─── RECORDED INFORMATION

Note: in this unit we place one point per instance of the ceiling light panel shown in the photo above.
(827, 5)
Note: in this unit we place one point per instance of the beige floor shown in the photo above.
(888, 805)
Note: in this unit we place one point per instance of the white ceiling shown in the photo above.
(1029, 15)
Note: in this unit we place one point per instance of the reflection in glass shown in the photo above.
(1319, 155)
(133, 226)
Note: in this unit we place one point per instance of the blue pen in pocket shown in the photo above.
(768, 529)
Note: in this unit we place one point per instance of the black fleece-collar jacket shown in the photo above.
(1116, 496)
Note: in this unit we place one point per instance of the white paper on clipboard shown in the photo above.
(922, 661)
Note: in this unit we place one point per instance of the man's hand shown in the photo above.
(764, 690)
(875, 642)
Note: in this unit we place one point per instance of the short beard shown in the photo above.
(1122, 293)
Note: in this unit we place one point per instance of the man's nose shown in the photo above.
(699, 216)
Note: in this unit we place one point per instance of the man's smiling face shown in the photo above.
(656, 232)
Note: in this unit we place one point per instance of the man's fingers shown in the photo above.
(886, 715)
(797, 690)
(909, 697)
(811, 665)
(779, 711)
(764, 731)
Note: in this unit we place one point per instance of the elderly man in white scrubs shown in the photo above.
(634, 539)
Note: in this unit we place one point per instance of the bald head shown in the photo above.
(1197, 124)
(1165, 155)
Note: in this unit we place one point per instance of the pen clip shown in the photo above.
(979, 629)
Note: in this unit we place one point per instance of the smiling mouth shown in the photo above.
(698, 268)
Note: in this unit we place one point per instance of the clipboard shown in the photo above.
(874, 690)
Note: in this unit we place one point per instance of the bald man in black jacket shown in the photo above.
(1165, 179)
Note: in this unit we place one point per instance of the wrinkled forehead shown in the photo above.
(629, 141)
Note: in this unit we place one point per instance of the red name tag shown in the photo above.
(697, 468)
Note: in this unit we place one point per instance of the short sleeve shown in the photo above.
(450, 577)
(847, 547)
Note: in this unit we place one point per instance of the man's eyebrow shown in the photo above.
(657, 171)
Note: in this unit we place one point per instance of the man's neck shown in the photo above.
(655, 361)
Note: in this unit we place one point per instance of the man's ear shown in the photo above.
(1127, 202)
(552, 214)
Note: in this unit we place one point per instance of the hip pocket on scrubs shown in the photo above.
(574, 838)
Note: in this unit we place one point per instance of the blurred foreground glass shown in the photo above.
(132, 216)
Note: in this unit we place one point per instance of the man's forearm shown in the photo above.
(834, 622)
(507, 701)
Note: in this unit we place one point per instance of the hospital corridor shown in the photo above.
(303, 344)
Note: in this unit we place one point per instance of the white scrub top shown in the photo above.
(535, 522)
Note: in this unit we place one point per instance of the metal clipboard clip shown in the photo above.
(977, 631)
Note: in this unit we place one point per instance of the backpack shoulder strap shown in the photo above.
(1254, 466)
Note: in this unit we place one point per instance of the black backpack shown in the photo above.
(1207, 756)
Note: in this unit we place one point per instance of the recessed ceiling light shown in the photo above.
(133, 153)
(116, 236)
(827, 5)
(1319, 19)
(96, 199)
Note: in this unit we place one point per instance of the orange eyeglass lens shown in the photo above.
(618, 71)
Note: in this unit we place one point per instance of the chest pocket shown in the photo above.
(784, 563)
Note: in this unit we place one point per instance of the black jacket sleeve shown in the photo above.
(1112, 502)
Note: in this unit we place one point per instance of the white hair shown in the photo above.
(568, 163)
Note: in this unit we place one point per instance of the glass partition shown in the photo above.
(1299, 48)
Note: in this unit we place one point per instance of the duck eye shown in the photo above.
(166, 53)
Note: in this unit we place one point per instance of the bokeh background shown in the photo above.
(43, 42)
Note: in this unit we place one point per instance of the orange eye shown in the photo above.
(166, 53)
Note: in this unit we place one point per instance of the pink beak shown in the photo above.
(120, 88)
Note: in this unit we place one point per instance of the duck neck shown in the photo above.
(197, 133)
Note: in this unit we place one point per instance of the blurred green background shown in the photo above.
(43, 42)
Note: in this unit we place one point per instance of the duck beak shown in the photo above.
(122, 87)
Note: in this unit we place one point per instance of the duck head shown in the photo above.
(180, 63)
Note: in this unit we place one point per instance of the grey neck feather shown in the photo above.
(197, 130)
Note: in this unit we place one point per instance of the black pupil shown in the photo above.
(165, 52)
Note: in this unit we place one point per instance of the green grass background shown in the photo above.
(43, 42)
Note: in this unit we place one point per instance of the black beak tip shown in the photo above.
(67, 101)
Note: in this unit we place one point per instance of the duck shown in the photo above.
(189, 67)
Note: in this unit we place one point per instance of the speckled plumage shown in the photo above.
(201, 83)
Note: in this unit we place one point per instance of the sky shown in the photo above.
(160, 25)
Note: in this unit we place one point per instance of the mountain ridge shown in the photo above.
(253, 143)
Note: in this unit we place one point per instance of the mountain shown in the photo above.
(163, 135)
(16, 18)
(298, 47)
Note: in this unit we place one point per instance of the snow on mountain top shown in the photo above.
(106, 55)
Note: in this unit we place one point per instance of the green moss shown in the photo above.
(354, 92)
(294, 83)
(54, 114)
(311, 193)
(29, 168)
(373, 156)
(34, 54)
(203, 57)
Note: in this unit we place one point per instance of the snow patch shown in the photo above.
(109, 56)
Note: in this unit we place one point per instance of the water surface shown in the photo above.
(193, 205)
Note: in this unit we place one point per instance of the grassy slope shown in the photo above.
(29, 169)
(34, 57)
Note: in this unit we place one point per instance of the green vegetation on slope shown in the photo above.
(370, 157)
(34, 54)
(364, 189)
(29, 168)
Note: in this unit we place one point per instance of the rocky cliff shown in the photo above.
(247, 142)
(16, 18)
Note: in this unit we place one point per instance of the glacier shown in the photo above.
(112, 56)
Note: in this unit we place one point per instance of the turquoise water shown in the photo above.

──────

Repeat the material above exactly.

FINAL RESULT:
Note: in this unit we place one point per instance of the ceiling light panel shown in the photo above.
(827, 5)
Note: in this unit we place one point per instance of the beige floor shown in the photo above.
(888, 805)
Note: in this unit we place one point per instance of the white ceiling shown in the photo above.
(1029, 15)
Note: in this unit we place one point per instance of the reflection in glass shown in the photo above.
(1319, 155)
(133, 226)
Note: in this unit we place one point per instance of the blue pen in pocket shown in the photo above.
(768, 529)
Note: in this unit we place one point per instance of the black fleece-collar jacket shown in the photo above.
(1116, 496)
Note: in this unit we place one point per instance of the white paper on clipboard shown in the photo above.
(922, 661)
Note: in this unit we place one point per instance of the man's hand shown in the photo above.
(764, 690)
(875, 642)
Note: in this unit we place one point per instance of the short beard shown in the photo above.
(1122, 293)
Note: in this unit we place one point per instance of the man's nose shown in the photo above.
(699, 216)
Note: in this unit we place one point per instance of the man's smiling face shown in the photo above.
(656, 232)
Note: in this unit we place one point per instance of the man's fingers shown in the photo above.
(886, 715)
(797, 690)
(909, 697)
(811, 665)
(779, 711)
(764, 731)
Note: in this unit we place one point per instance of the elderly man in white scrubs shown in the photo above.
(634, 539)
Note: in this unit we place one point per instance of the bald head shown in the photo above.
(1197, 124)
(1165, 155)
Note: in this unit we place one point per instance of the pen clip shown in the photo above.
(979, 629)
Note: in this unit we place one point per instance of the smiling mouth shown in the photo above.
(698, 268)
Note: in this unit we place one point per instance of the clipboard shown in the photo above.
(874, 690)
Note: in this unit we place one point per instance of the bald man in black jacket shown in the photo above.
(1165, 179)
Note: in this unit we place one point per instance of the wrinkled forehead shown in the photo above.
(629, 141)
Note: in this unit we place one point per instance of the red name tag shown in the photo above.
(697, 468)
Note: in this unit we place one point per instance of the short sleeve shown in the photo above.
(450, 577)
(847, 547)
Note: in this unit we place one point per instance of the man's eyebrow shown in the photo above.
(657, 171)
Note: in this unit we place one point per instance of the man's neck shown in the photo above.
(655, 361)
Note: in this unit we place one point per instance of the man's ear shown in the photo above.
(1127, 202)
(552, 214)
Note: in this unit we place one point per instance of the hip pocket on scrubs shown in the photo above.
(574, 838)
Note: in this unit we place one point per instance of the blurred foreground glass shown in the photo above.
(132, 216)
Note: in this unit we place one point per instance of the man's forearm shown in the photo above.
(834, 622)
(507, 701)
Note: in this unit we place one point per instance of the hospital corridor shown in the photo above.
(303, 344)
Note: in this unit we place one point per instance of the white scrub top shown in the photo above.
(535, 522)
Note: in this unit we place one point per instance of the metal clipboard clip shown in the photo above.
(977, 631)
Note: in this unit we place one point per instance of the backpack shoulder strap shown in the photo above.
(1254, 466)
Note: in this unit we place one point per instance of the black backpack shown in the photo above.
(1207, 756)
Note: in this unit we place one point per instance of the recessed ceiling light shown in the photo above.
(133, 153)
(116, 236)
(827, 5)
(1319, 19)
(96, 199)
Note: in this unit we place one point per instance of the orange eyeglass lens shown in the photo above.
(618, 71)
Note: in this unit we place one point per instance of the chest pocket shown in the photo above.
(784, 563)
Note: in this unit we place one point per instance of the black jacket sleeve shown in the photo above.
(1112, 502)
Note: in this unit we place one point per instance of the white hair shown in the photo above.
(568, 163)
Note: in this unit we place one point per instance of the glass partition shown in the photo above.
(1299, 48)
Note: in this unit we place one point per instance of the duck eye shown in the photo above.
(166, 53)
Note: in this unit we place one point per instance of the bokeh background shown in the photo above.
(43, 42)
Note: in this unit we place one point per instance of the orange eye shown in the photo above.
(166, 53)
Note: in this unit we place one point per instance of the pink beak shown in the photo above.
(120, 88)
Note: in this unit we place one point per instance of the duck neck shown in the photo above.
(197, 133)
Note: in this unit we place one point per instance of the blurred green background shown in the photo above.
(43, 42)
Note: in this unit we place one point per instance of the duck beak shown in the photo above.
(122, 87)
Note: in this unit we place one point per instance of the duck head shown in the photo above.
(180, 63)
Note: in this unit we place one point per instance of the grey neck feather shown in the photo above.
(197, 130)
Note: in this unit we place one point per instance of the black pupil shown in the photo above.
(165, 52)
Note: in this unit we place one point per instance of the green grass background shown in the photo above.
(43, 42)
Note: in this unit we place one point per instance of the black beak tip shown in the photo above.
(67, 101)
Note: in this unit we place one point per instance of the duck shown in the photo above.
(189, 67)
Note: in this unit we place one point per instance of the speckled plumage shown in the photo above.
(201, 83)
Note: in this unit we place one point per instance of the sky shown in the photo above.
(160, 25)
Note: in this unit we place one point per instance of the mountain ridge shown in the photo above.
(253, 143)
Note: in this unit we place one point per instance of the mountain shown in the photo above.
(163, 135)
(16, 18)
(298, 47)
Note: in this unit we place one point per instance of the snow on mountain top shown in the photo above.
(106, 55)
Note: in this unit we place one point per instance of the green moss shown in the photo above.
(354, 92)
(294, 83)
(54, 114)
(311, 193)
(29, 168)
(373, 156)
(34, 54)
(203, 57)
Note: in this unit we place one point per instance of the snow patch shown in the photo above.
(109, 56)
Note: in this unit we place one point per instance of the water surface shown in the photo above.
(193, 205)
Note: in this unit we place one point per instance of the grassy slope shown in the photo above.
(29, 169)
(34, 57)
Note: in this unit we place one point per instance of the green vegetation on slope shown in the photo above.
(370, 157)
(34, 54)
(364, 189)
(29, 168)
Note: in this unit we place one point per instance of the rocky cliff shown in the photo above.
(247, 142)
(16, 18)
Note: in this unit we place one point per instance of the glacier shown in the photo above.
(112, 56)
Note: in this unit we place one point per instance of the turquoise water shown in the photo above.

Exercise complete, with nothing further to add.